## Görev tanımı
Okuma metnine göre Laleli'deki Harikzedegan Apartmanları kaç konut birimi ve kaç dükkan içermektedir?
┌─ Okuma metni
1913-17 arasında, Osmanlılar’dan kopma eğilimi gösteren Araplar’ı hoşnut etmek amacıyla, Arap vilayetlerinde girişilen bayındırlık işlerinde görevlendirilen Kemaleddin Be’in bu nedenle hazırladığı tasarımların büyük bir bölümü, I. Dünya Savaşı nedeniyle gerçekleşememiş, İstanbul için tasarladığı yapıların bazıları da yarım kalmıştır. Bunlardan Yeşilköy ve Bakırköy’deki camilerle Bahçekapı’daki IV Vakıf Hanı (1916-26) ancak Cumhuriyet’in ilk yıllarında tamamlanabilmiş; Şehzadebaşı’ndaki V. Vakıf Hanı (Vefa Erkek Lisesi; 1911-30) gene Cumhuriyet döneminde bitirilmeden kullanıma açılmış; VI ve VII Vakıf Hanları ile başka birçok tasarımsa yapıya dönüştürülememiştir. 1914’te Evkaf Nezareti’ndeki görevine ek olarak İstanbul Şehremaneti Heyet-i Fenniye müşavirliğine (Belediye Fen Kurulu danışmanlığı) atanan Kemaleddin Bey’in, bu yeni görevinde, Şehremaneti Heyet-i Fenniye müdürü olan Vedat Tek’le birlikte kenti ilgilendiren çalışmalar yaptığı anlaşılmaktadır. Kemaleddin Bey, İstanbul’un işgali sırasında (1919) nezaretteki işine son verilince çalışmalarını yanlızca şehremaneti’nde ve özel atölyesinde sürdürmüştür. 1919 – 23 arası mimarın yaşamındaki en bunalımlı yıllar olmakla birlikte, 1918 Fatih yangınında evlerini yitiren dar gelirli aileler için tasarladığı, Laleli’deki Harikzedegan Apartmanları (Tayyare Apartmanları, Ramada Oteli, Merit-Antik; 1919-22) ününü pekiştiren bir uygulama olmuştur. 124 konut birimiyle 25 dükkan içeren ve birer avlu çevresinde düzenlenmiş altışar katlı dört bloktan oluşan bu yapı grubu Türkiye’deki çok katlı sosyal konut uygulamalarının ilki olmasının yanı sıra, donatılı beton iskeletle gerçekleştirilmiş ilk yapılar olmasıyla da önem taşımaktadır.
└─
┌─ Sağlanan materyal
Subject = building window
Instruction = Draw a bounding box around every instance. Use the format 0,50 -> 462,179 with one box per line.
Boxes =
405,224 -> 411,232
└─
## Beklenen çıktı
124 konut birimi ve 25 dükkan.